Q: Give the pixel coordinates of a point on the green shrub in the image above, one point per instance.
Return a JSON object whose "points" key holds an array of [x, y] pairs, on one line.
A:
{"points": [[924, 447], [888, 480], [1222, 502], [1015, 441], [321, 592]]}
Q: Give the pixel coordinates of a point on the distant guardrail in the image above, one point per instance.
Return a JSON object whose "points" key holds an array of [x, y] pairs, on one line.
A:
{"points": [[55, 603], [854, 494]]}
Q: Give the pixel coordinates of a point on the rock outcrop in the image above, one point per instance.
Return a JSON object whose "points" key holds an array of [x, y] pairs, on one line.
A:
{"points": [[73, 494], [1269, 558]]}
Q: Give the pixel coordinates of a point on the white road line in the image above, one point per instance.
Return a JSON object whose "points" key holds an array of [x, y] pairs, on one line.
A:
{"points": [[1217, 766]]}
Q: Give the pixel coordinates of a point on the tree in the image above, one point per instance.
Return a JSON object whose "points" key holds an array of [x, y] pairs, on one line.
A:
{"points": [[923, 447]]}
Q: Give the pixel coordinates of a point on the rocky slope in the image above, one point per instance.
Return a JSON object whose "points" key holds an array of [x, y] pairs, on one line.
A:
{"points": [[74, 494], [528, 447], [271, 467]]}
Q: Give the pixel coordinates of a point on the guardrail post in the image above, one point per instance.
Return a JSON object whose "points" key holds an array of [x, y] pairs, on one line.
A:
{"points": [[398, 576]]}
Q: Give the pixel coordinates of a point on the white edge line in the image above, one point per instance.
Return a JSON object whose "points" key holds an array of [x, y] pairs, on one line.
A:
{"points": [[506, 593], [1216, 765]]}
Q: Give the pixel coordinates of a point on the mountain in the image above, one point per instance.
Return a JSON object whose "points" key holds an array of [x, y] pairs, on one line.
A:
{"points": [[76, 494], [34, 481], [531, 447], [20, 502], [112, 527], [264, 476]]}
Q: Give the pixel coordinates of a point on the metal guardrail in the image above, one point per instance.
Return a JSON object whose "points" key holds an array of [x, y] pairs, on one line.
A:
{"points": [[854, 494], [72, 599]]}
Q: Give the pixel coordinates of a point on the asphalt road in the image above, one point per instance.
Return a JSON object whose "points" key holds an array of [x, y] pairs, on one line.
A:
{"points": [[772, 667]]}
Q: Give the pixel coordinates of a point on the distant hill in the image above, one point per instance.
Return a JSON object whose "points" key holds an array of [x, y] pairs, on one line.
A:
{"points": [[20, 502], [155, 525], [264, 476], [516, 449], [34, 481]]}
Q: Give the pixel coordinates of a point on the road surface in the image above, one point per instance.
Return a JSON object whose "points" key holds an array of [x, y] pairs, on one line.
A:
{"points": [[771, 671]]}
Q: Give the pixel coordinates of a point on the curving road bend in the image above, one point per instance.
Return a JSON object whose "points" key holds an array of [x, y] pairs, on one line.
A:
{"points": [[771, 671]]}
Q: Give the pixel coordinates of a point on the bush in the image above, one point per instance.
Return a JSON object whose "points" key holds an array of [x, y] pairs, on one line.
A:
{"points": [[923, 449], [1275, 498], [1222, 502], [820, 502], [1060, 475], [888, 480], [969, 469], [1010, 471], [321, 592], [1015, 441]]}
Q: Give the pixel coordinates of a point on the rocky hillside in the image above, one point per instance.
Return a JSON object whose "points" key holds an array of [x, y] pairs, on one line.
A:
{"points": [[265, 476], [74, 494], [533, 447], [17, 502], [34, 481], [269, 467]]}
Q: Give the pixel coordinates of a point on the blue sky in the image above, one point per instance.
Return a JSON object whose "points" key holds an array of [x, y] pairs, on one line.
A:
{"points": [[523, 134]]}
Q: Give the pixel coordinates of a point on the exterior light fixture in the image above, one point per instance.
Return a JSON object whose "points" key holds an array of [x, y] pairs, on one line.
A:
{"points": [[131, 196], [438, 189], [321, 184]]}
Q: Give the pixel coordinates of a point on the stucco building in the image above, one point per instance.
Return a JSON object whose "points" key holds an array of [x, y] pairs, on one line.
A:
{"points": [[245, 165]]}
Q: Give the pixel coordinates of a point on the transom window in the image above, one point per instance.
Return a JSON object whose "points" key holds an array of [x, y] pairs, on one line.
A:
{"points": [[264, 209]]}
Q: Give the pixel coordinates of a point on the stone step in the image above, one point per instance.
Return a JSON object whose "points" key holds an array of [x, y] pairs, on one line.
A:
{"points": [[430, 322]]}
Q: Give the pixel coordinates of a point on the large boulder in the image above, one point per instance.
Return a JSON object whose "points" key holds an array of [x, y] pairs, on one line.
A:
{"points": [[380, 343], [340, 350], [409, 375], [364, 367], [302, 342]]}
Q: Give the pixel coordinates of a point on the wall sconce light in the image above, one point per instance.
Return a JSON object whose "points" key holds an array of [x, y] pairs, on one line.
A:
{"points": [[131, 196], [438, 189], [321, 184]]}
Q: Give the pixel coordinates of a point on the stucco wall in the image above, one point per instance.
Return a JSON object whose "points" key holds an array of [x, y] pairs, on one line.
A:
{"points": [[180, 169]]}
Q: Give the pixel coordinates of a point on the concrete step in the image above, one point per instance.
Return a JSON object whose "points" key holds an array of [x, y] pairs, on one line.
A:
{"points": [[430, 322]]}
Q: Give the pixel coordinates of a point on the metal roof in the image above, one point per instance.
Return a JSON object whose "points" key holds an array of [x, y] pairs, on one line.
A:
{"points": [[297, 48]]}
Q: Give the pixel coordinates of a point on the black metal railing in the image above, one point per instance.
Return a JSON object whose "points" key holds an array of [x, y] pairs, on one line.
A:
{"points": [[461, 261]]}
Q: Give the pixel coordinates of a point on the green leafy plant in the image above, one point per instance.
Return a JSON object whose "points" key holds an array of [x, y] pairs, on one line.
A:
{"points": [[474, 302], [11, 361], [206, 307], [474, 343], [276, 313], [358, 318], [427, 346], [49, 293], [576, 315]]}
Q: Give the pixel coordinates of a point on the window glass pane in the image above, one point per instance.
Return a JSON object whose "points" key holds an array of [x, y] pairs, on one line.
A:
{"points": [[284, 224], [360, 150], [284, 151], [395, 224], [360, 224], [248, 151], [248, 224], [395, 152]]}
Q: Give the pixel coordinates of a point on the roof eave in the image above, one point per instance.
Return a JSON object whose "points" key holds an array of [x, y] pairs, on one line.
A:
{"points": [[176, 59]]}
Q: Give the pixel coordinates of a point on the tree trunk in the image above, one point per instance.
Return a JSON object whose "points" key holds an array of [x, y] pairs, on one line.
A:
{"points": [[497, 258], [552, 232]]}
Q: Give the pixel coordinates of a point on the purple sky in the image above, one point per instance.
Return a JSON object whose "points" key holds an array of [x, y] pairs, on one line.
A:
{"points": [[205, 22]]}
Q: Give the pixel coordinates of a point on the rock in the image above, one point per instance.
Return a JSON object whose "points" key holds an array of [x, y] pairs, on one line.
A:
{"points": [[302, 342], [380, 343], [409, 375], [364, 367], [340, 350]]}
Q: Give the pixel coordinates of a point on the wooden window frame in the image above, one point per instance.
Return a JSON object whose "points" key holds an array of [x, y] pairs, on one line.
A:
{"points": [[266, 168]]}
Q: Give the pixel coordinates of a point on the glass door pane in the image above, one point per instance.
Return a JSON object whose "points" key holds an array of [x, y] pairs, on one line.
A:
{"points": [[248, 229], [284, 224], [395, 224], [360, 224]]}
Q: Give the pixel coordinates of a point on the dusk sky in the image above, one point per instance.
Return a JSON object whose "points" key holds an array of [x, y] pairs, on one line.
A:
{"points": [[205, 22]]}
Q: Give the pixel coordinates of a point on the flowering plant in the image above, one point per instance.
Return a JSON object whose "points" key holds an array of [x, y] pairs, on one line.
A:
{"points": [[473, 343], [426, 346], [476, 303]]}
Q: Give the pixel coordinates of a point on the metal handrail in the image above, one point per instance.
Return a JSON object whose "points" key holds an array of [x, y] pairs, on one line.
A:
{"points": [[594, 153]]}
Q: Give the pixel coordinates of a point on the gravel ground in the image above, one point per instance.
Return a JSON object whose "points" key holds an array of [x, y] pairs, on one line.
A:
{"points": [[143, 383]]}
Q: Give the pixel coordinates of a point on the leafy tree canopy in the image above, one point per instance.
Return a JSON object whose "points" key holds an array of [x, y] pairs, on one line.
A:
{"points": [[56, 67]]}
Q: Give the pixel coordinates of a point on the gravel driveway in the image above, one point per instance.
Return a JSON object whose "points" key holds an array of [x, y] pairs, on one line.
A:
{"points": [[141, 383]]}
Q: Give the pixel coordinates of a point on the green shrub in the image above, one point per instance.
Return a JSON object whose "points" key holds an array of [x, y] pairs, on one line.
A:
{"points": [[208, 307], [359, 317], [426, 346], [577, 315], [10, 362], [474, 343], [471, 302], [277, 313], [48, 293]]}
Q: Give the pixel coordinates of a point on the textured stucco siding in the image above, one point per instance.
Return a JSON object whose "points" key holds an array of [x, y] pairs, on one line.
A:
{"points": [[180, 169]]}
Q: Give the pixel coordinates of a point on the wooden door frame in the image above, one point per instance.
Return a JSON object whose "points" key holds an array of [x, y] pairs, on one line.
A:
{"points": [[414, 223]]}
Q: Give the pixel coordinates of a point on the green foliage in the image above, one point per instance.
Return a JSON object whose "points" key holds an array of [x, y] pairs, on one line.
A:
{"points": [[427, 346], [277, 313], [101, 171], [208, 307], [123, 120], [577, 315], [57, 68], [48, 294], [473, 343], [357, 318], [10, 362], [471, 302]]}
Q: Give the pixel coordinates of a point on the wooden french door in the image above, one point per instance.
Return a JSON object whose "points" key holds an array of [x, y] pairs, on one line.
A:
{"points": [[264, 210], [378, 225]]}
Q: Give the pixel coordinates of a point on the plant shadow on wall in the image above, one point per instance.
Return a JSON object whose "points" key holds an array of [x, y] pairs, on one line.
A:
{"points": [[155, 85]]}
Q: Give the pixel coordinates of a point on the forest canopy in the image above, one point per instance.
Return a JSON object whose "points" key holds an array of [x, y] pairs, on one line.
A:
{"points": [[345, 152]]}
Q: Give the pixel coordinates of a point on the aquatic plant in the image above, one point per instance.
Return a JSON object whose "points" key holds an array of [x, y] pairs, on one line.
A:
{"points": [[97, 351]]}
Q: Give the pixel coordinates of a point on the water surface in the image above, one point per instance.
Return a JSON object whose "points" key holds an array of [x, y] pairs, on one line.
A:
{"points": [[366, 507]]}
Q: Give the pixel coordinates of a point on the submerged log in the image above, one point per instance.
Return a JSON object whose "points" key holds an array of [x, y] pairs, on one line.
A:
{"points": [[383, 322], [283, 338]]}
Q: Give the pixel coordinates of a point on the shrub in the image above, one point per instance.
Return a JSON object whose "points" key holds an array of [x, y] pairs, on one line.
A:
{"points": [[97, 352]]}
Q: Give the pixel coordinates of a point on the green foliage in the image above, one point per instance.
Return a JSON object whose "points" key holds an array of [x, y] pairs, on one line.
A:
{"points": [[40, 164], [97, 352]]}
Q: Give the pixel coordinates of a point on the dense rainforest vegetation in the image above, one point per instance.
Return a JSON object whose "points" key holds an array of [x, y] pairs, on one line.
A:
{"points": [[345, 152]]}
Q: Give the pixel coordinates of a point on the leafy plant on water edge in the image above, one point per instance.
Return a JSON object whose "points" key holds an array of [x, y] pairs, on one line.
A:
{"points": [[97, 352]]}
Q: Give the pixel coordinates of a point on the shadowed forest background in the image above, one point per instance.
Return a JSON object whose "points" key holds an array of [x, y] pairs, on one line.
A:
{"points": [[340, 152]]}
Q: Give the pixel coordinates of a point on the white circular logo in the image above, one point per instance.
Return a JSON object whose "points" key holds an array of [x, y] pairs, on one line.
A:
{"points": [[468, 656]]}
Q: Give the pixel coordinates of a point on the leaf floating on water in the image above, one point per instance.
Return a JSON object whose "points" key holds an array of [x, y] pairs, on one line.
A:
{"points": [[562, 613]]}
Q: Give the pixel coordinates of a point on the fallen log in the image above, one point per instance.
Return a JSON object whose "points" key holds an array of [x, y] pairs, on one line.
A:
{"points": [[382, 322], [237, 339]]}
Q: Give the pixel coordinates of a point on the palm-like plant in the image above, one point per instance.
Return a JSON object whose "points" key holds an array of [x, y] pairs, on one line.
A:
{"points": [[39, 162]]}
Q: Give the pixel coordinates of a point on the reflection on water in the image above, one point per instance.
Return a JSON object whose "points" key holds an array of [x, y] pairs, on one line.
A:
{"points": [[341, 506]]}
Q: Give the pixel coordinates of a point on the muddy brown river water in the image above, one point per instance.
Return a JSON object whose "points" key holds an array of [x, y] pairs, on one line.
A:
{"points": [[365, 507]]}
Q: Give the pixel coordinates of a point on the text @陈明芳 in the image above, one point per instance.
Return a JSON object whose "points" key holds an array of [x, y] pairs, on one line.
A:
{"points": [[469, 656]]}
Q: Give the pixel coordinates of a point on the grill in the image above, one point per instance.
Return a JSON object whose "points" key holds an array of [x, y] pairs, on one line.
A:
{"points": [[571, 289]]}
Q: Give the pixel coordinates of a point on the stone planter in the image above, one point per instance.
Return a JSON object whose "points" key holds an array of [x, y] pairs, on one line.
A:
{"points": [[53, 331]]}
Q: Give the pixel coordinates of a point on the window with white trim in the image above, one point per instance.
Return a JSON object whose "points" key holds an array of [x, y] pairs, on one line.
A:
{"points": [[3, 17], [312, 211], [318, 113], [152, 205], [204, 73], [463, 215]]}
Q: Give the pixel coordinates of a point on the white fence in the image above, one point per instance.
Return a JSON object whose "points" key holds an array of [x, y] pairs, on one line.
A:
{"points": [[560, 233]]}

» **To do**
Starting at the line that contains "Q: Give the pixel coordinates of a point on the palm-like", write out every line to the end of the entries, exactly as given.

» **Correct output**
Q: Give the pixel coordinates of a point on the palm-like plant in the image above, one point per instance.
Return a JSON object whose "points" key holds an array of [x, y] pairs, on one line.
A:
{"points": [[39, 162]]}
Q: Give the pixel coordinates of a point on the reflection on water in the image above, one point per instance.
Return a JSON object whose "points" key holds an array of [x, y] pairs, on one line.
A:
{"points": [[341, 506]]}
Q: Give the pixel coordinates of a point on the muddy brown river water in the image above, one point per instance.
Return a JSON object whose "points" key holds an array of [x, y] pairs, on one line.
A:
{"points": [[365, 507]]}
Q: Give the pixel coordinates of a point on the text @陈明芳 in the image above, one point per instance.
Return a JSON object whose "points" key holds an array of [x, y] pairs, on one line.
A:
{"points": [[469, 656]]}
Q: Give the pixel coordinates of a point on the grill in the image above, one point per instance.
Return a JSON object whose "points" key holds an array of [x, y] pairs, on one line.
A:
{"points": [[571, 289]]}
Q: Give the pixel coordinates of a point on the stone planter in the image above, one point per instance.
Return a JSON object whose "points" key holds an array of [x, y] pairs, on one line.
A:
{"points": [[53, 331]]}
Q: Give the pixel coordinates of a point on the window with white trim in the image above, one point per instance.
Return a JSON object whose "points" key holds an array of [x, y] pairs, on one line.
A:
{"points": [[3, 17], [312, 211], [318, 113], [152, 205], [204, 73], [463, 215]]}
Q: Give the pixel coordinates of a point on the white fence in the image above, one point per instance.
Return a JSON object whose "points" key holds an array of [x, y] pairs, on one line.
A:
{"points": [[560, 233]]}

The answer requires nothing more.